→ **DATEN ZUR ÜBUNG**:

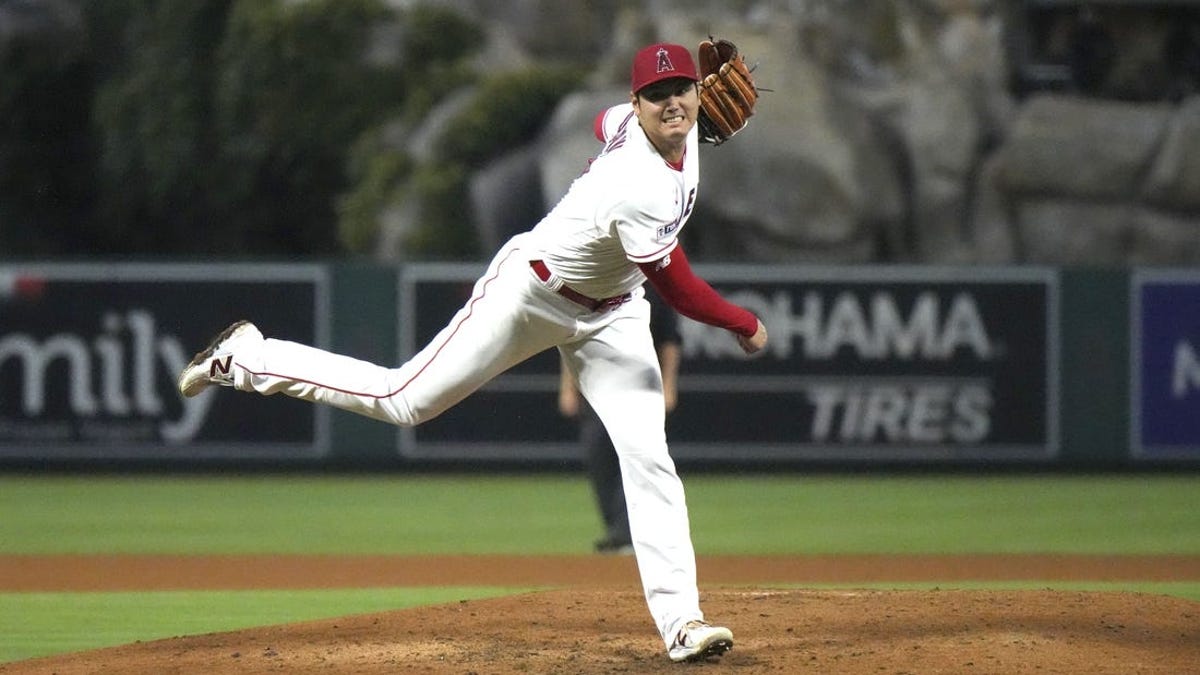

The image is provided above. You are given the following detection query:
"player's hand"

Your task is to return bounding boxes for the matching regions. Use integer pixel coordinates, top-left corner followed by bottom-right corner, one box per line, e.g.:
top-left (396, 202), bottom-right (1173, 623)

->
top-left (738, 319), bottom-right (767, 354)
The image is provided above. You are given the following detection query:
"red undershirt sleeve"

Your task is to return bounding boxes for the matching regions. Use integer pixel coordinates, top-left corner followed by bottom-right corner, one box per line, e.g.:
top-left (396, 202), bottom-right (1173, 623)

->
top-left (638, 245), bottom-right (758, 338)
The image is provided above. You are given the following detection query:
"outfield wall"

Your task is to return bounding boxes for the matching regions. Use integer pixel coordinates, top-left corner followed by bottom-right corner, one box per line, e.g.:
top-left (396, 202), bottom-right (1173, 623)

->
top-left (0, 263), bottom-right (1200, 468)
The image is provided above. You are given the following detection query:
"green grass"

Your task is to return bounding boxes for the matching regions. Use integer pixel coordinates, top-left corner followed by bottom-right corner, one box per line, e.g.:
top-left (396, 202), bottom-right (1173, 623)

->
top-left (0, 587), bottom-right (512, 662)
top-left (0, 474), bottom-right (1200, 554)
top-left (0, 473), bottom-right (1200, 662)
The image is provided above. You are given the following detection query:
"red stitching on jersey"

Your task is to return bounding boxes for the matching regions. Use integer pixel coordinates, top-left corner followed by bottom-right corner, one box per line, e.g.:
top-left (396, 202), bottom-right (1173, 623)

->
top-left (238, 249), bottom-right (520, 399)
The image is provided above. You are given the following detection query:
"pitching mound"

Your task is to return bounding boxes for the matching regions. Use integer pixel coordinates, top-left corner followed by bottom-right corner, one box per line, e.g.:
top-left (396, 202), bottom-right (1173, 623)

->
top-left (0, 589), bottom-right (1200, 675)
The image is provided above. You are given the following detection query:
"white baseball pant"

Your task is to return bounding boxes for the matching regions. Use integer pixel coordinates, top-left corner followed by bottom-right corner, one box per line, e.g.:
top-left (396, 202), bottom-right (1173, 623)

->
top-left (226, 235), bottom-right (703, 647)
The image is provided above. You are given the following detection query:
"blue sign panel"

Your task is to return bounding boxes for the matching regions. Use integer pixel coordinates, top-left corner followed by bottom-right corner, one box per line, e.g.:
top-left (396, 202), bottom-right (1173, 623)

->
top-left (1132, 270), bottom-right (1200, 459)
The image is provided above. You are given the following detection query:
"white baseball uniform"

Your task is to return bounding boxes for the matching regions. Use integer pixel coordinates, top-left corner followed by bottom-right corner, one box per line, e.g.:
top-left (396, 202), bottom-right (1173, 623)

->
top-left (222, 103), bottom-right (703, 647)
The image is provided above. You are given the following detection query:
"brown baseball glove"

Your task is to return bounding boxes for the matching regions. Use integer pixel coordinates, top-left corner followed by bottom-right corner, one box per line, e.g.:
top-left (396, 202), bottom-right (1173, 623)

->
top-left (698, 36), bottom-right (758, 145)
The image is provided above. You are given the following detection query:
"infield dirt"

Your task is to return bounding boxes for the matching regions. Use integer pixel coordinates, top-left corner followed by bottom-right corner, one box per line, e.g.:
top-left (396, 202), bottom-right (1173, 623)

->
top-left (0, 556), bottom-right (1200, 675)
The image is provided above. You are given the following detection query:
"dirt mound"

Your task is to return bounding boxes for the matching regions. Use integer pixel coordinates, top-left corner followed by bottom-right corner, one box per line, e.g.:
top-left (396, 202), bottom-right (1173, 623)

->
top-left (0, 587), bottom-right (1200, 675)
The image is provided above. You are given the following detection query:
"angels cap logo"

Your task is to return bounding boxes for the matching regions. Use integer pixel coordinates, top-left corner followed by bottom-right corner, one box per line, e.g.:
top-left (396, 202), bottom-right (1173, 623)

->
top-left (629, 42), bottom-right (700, 92)
top-left (654, 47), bottom-right (674, 73)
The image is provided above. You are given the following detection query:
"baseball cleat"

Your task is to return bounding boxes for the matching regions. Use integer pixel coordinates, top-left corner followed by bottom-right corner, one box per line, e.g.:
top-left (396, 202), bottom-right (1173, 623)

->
top-left (179, 321), bottom-right (263, 398)
top-left (668, 621), bottom-right (733, 663)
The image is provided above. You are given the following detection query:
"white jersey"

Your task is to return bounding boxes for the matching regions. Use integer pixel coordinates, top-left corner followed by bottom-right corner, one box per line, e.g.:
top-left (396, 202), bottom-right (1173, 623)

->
top-left (533, 103), bottom-right (700, 298)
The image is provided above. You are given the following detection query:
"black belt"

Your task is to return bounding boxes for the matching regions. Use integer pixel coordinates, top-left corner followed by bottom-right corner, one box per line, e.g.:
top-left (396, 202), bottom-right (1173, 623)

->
top-left (529, 261), bottom-right (634, 312)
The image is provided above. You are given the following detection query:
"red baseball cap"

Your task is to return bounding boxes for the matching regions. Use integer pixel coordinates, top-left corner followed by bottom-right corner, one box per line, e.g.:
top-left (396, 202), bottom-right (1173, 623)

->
top-left (630, 42), bottom-right (700, 94)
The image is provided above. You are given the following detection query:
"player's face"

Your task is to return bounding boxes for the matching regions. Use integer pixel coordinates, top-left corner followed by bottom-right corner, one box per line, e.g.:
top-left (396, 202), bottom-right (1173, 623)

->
top-left (632, 77), bottom-right (700, 150)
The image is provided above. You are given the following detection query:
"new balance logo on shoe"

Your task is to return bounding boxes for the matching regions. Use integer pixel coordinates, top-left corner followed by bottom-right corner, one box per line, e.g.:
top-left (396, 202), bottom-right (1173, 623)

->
top-left (179, 321), bottom-right (263, 398)
top-left (668, 621), bottom-right (733, 663)
top-left (209, 354), bottom-right (233, 377)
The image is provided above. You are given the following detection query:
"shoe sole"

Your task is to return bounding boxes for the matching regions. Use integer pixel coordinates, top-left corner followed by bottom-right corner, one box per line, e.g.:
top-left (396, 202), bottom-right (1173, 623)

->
top-left (671, 638), bottom-right (733, 663)
top-left (179, 321), bottom-right (250, 399)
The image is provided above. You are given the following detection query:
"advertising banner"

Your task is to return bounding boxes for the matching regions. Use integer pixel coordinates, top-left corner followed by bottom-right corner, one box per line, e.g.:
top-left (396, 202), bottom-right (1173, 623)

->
top-left (400, 265), bottom-right (1058, 464)
top-left (1129, 269), bottom-right (1200, 460)
top-left (0, 264), bottom-right (329, 460)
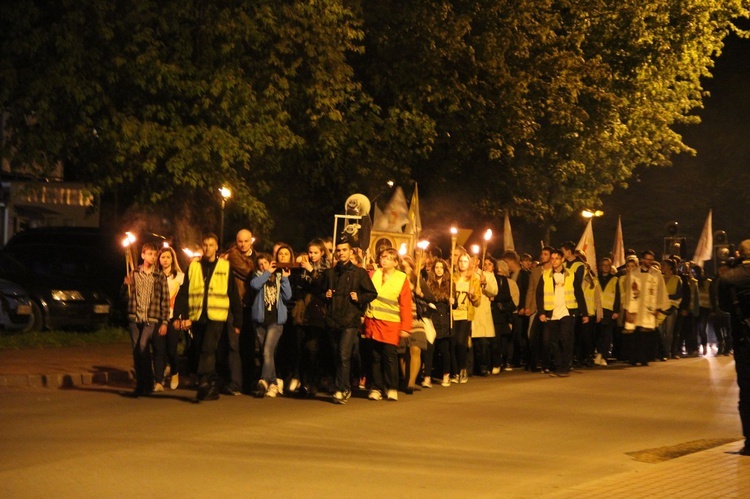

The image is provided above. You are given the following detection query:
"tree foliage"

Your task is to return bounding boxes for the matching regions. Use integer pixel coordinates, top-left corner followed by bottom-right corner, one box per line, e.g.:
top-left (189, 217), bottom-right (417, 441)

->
top-left (0, 0), bottom-right (750, 242)
top-left (358, 0), bottom-right (749, 234)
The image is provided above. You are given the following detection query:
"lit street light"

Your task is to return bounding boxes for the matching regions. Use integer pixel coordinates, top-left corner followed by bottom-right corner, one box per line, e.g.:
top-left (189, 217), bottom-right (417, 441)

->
top-left (219, 187), bottom-right (232, 246)
top-left (581, 210), bottom-right (604, 219)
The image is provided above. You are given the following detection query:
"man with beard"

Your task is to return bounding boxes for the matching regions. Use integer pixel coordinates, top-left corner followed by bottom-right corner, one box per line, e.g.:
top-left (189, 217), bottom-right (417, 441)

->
top-left (536, 250), bottom-right (589, 377)
top-left (174, 234), bottom-right (242, 400)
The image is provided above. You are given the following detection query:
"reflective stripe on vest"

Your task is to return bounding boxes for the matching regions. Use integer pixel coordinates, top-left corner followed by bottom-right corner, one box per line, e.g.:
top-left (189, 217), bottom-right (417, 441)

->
top-left (188, 258), bottom-right (229, 321)
top-left (365, 269), bottom-right (406, 322)
top-left (583, 280), bottom-right (604, 315)
top-left (602, 276), bottom-right (617, 311)
top-left (544, 269), bottom-right (578, 311)
top-left (666, 275), bottom-right (682, 308)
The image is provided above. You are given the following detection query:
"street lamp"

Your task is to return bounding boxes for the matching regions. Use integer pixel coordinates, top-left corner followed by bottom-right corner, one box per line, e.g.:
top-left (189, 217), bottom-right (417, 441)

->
top-left (581, 210), bottom-right (604, 219)
top-left (219, 186), bottom-right (232, 245)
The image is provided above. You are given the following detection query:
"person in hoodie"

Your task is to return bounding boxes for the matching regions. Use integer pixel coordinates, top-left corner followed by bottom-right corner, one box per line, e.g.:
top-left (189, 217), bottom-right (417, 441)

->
top-left (324, 234), bottom-right (378, 404)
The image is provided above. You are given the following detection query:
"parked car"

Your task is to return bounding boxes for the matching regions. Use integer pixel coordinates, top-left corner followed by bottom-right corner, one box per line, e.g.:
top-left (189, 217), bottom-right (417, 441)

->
top-left (0, 279), bottom-right (33, 331)
top-left (0, 252), bottom-right (112, 331)
top-left (0, 227), bottom-right (187, 327)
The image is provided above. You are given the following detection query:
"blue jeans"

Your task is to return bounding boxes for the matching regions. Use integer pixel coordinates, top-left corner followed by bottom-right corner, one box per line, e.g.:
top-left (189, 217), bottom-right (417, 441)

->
top-left (128, 322), bottom-right (156, 393)
top-left (255, 322), bottom-right (284, 385)
top-left (329, 327), bottom-right (359, 392)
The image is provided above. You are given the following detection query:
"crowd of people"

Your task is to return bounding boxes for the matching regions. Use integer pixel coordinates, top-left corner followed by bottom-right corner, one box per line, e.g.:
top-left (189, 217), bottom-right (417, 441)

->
top-left (126, 229), bottom-right (732, 404)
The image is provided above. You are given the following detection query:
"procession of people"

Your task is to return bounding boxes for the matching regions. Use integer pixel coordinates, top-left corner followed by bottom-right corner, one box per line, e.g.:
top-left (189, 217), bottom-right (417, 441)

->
top-left (126, 221), bottom-right (746, 436)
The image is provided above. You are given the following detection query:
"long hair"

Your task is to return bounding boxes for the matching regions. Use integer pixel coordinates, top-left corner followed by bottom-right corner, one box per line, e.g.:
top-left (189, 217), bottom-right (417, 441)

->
top-left (427, 258), bottom-right (451, 302)
top-left (156, 246), bottom-right (182, 277)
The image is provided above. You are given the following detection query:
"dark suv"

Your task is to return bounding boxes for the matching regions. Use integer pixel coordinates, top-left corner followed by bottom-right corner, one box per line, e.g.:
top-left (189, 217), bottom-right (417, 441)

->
top-left (0, 227), bottom-right (125, 330)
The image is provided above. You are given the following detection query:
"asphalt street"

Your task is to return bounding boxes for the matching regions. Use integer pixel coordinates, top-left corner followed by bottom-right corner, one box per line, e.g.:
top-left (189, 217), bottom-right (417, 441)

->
top-left (0, 357), bottom-right (750, 498)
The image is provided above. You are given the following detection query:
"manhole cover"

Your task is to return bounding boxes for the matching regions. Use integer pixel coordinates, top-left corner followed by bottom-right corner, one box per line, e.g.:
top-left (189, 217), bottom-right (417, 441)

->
top-left (626, 438), bottom-right (742, 463)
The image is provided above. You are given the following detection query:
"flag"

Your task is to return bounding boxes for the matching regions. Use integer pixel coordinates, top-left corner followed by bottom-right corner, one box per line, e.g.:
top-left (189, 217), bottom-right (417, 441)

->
top-left (503, 210), bottom-right (516, 251)
top-left (576, 218), bottom-right (597, 274)
top-left (373, 187), bottom-right (409, 232)
top-left (406, 182), bottom-right (422, 239)
top-left (612, 217), bottom-right (625, 269)
top-left (372, 203), bottom-right (388, 230)
top-left (693, 210), bottom-right (714, 268)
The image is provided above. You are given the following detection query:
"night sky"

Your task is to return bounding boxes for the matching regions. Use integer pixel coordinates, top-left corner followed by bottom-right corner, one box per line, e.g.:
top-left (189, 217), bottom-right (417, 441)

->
top-left (553, 26), bottom-right (750, 258)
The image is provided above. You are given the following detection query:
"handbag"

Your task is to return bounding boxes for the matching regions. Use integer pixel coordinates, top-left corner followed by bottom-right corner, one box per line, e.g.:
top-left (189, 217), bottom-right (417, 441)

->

→ **DEINE AUFGABE**:
Gib alle Zeilen, beginnend am Anfang der Daten und endend mit der Zeile, die "top-left (238, 249), bottom-right (520, 399)" enthält, vollständig erneut aus und verschiebe dabei jede Koordinate in den Antworten um +88. Lass die Bilder in deiner Ausgabe weg.

→ **LÖSUNG DER ÜBUNG**:
The image is provided above. You are given the following detection query:
"player's hand"

Your task is to return bounding boxes for the matching regions. Use integer pixel coordinates, top-left corner followed by bottom-right corner, one box per line, e.g.:
top-left (396, 202), bottom-right (1173, 623)

->
top-left (826, 407), bottom-right (855, 442)
The image is provided above. You are given the following detection query:
"red undershirt sleeve"

Your task is to return bounding boxes for the matching regions. Use integer pixel coordinates, top-left corner followed by bottom-right corner, one box per line, e.g.:
top-left (396, 202), bottom-right (1173, 623)

->
top-left (726, 333), bottom-right (846, 426)
The image is provided above. You are given the following detection query:
"outfield wall"

Your task is to return bounding boxes for the matching regions. Use integer pixel coordinates, top-left corner followed by bottom-right corner, one box per line, e.g.:
top-left (396, 202), bottom-right (1173, 623)

->
top-left (88, 351), bottom-right (1288, 556)
The image is provided above. You are given the following detection query:
"green grass"

Your task is to return bounding boxes for the matching regions. Use integer pixel coordinates, top-left corner followed by bottom-right corner, one box per line, e.g.:
top-left (396, 202), bottom-right (1173, 623)

->
top-left (88, 675), bottom-right (600, 750)
top-left (88, 562), bottom-right (1288, 642)
top-left (88, 561), bottom-right (1288, 750)
The image is provided above. You are given the following detection query:
"red stitching on jersey"

Your task is to return bounding boxes for the matching regions. Use integer pixel coordinates, top-left corner followed by bottom-right corner, one box per line, e.g.:
top-left (396, 202), bottom-right (1173, 623)

->
top-left (326, 337), bottom-right (608, 487)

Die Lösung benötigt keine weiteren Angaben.